### EXERCISE DESCRIPTION
Can you gather every line in the listing below that contains the word "dark" and copy each one in full?
===== PROVIDED ENTRIES =====
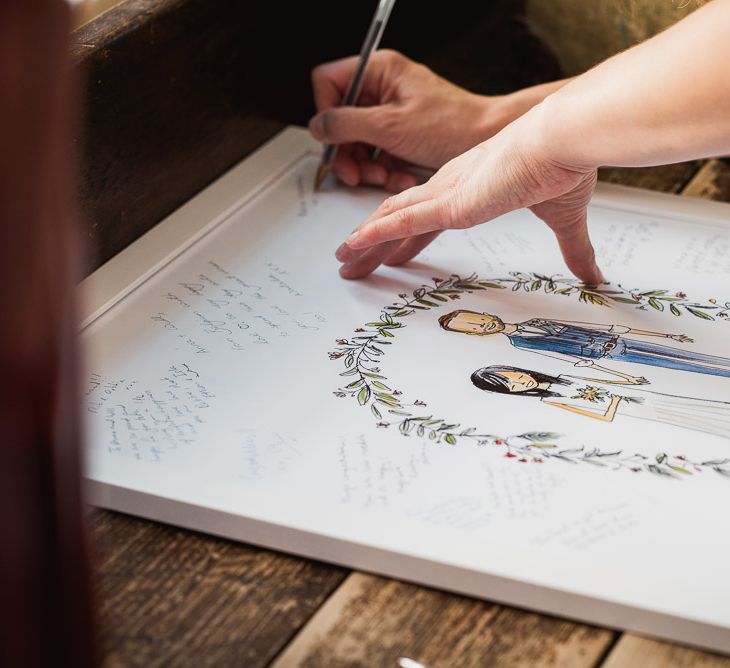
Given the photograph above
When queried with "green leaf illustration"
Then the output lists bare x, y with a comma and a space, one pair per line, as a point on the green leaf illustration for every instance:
363, 395
699, 314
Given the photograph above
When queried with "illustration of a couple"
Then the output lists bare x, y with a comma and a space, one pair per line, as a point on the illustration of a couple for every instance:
583, 345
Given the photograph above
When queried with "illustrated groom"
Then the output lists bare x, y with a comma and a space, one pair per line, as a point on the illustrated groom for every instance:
584, 344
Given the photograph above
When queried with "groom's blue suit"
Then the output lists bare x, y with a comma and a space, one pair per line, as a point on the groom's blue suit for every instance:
597, 342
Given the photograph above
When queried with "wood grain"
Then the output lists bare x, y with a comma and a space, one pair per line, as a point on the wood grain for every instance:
169, 597
178, 91
374, 621
711, 182
665, 178
632, 650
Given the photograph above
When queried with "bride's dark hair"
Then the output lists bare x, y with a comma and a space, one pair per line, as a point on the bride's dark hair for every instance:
490, 379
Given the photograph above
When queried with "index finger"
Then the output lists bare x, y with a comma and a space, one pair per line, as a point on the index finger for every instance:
330, 81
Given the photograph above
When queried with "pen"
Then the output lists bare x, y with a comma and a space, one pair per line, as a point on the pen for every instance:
372, 39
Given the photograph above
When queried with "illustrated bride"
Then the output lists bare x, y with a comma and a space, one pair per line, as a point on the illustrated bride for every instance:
604, 401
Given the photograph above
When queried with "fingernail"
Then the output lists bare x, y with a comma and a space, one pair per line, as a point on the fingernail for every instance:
316, 126
404, 182
341, 250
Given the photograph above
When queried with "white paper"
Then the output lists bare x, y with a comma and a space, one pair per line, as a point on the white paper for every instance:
215, 401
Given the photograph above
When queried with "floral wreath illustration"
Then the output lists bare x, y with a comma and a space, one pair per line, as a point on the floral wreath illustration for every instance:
362, 353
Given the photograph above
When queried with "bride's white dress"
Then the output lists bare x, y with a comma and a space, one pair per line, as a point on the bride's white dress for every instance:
706, 415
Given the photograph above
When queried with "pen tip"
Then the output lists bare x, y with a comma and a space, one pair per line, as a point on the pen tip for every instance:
321, 174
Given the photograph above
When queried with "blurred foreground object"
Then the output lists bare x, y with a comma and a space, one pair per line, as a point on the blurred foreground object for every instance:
45, 615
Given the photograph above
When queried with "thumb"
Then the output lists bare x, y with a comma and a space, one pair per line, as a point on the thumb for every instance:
567, 217
344, 125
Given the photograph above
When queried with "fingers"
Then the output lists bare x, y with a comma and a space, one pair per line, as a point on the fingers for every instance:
409, 248
577, 249
566, 215
350, 124
362, 263
409, 221
330, 81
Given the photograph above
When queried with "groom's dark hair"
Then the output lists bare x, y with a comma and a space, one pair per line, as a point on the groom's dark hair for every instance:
444, 320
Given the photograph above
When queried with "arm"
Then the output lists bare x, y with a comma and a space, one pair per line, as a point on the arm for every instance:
675, 337
625, 379
650, 105
665, 100
608, 416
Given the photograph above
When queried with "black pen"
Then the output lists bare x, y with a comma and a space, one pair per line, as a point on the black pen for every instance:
372, 39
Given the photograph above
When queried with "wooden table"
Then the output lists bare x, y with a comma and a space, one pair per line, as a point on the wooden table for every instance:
169, 597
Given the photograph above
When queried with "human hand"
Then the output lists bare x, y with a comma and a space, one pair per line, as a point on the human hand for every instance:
412, 114
510, 171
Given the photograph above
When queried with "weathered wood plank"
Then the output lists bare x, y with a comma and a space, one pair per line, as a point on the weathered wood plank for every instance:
169, 597
374, 621
631, 651
711, 182
178, 91
667, 178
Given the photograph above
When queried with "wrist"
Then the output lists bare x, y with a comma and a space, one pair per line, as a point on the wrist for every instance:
549, 137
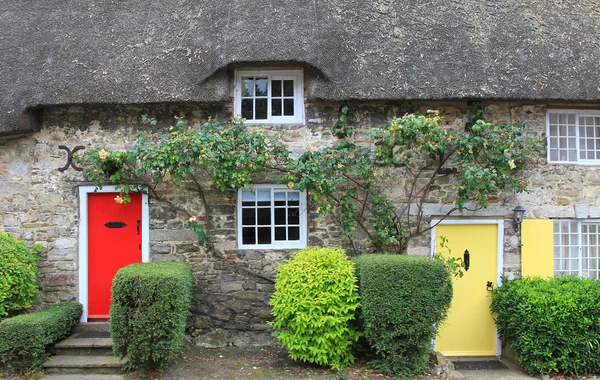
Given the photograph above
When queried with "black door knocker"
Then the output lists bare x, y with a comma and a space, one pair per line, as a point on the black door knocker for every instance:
467, 259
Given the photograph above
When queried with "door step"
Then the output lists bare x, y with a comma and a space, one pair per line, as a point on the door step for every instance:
84, 364
91, 326
86, 354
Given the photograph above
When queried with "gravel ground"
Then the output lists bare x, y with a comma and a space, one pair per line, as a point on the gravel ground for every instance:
252, 363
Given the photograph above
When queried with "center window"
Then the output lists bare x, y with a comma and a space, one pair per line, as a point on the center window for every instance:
271, 216
270, 96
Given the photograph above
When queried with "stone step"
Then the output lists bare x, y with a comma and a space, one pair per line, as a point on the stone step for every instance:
95, 343
91, 326
96, 365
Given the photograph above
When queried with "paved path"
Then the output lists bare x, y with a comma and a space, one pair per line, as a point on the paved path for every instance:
82, 377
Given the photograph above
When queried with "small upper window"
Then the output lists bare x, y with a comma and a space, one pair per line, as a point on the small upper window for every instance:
272, 216
573, 136
577, 248
270, 96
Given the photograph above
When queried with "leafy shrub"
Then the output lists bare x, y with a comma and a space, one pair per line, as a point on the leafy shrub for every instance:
24, 339
553, 325
150, 302
18, 274
403, 299
314, 300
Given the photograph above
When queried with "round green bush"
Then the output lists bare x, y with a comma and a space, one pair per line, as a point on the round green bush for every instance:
315, 298
18, 274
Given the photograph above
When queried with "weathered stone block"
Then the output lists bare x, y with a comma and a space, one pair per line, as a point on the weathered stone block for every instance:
250, 296
160, 248
230, 287
202, 322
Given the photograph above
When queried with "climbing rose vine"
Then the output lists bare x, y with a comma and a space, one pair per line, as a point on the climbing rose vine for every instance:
347, 179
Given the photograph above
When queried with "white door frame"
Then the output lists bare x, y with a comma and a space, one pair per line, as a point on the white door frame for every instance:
84, 192
500, 258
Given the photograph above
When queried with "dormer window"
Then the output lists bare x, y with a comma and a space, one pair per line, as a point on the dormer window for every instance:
270, 97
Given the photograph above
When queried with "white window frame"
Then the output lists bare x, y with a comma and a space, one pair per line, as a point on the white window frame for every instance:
296, 75
577, 137
576, 248
282, 244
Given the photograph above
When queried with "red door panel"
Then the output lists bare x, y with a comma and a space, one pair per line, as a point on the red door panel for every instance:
114, 241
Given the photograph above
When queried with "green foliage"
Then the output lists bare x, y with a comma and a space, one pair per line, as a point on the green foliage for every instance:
553, 325
150, 302
314, 300
344, 179
229, 155
18, 274
403, 299
24, 339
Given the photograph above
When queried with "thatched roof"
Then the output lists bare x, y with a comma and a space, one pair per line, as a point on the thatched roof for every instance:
142, 51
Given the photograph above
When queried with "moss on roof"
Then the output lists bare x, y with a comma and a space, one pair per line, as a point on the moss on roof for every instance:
142, 51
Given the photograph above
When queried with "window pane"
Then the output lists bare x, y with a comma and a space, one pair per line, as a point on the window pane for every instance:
572, 155
288, 107
264, 195
264, 216
276, 107
248, 216
280, 233
247, 87
261, 86
261, 109
562, 118
247, 109
264, 235
288, 88
294, 216
276, 88
294, 233
247, 196
280, 216
248, 235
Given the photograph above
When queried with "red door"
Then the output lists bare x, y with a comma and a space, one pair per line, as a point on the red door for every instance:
114, 241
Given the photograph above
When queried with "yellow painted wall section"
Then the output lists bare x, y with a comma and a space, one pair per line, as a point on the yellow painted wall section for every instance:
537, 250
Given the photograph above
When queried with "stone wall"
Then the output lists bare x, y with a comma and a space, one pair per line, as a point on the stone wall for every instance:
39, 204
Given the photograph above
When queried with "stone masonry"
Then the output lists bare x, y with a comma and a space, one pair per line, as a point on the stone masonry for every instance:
39, 204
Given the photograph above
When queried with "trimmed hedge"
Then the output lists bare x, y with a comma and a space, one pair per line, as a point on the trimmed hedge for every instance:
553, 325
18, 274
150, 303
403, 299
315, 298
24, 339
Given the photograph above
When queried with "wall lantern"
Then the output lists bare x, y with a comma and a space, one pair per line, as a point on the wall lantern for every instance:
518, 213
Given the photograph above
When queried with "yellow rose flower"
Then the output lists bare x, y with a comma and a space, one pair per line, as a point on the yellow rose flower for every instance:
102, 154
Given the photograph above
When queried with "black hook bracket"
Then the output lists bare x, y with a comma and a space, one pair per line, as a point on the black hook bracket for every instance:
70, 154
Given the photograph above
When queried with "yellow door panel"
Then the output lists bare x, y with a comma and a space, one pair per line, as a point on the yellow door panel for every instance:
470, 329
537, 251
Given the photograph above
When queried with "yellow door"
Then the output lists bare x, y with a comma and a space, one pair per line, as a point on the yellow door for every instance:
470, 329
=====
### OUTPUT
When queried with "bride's dark hair"
Then the output lists bare x, y with a comma and a space, one pair per line, as a point on the bride's dark hair for every instance:
When queried with "groom's dark hair"
Then the output lists bare x, y with a comma and a space, one pair per line, as a point on the groom's dark hair for every instance:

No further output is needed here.